Work instructions: Copy the data below word for word, with every line exactly as it appears, and leave the pictures out.

Task input:
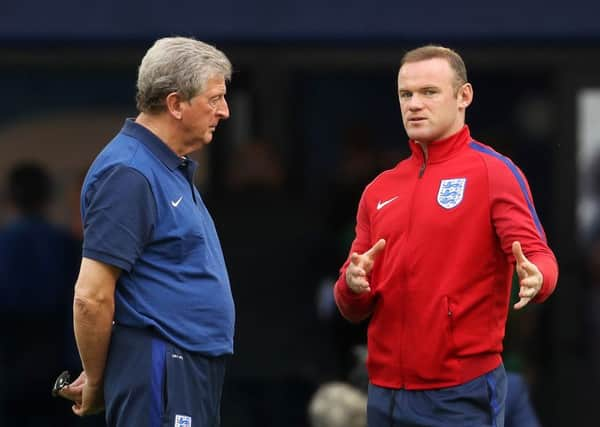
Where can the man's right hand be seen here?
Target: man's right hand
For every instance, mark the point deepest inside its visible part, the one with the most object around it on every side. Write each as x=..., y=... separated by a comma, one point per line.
x=360, y=266
x=87, y=399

Result:
Where can the man's right hand be seen here?
Target: man's right hand
For every instance, mark the point deepest inside its visible part, the one with the most object around it on every side. Write each as x=..., y=... separated by a comma, one point per line.
x=360, y=266
x=87, y=399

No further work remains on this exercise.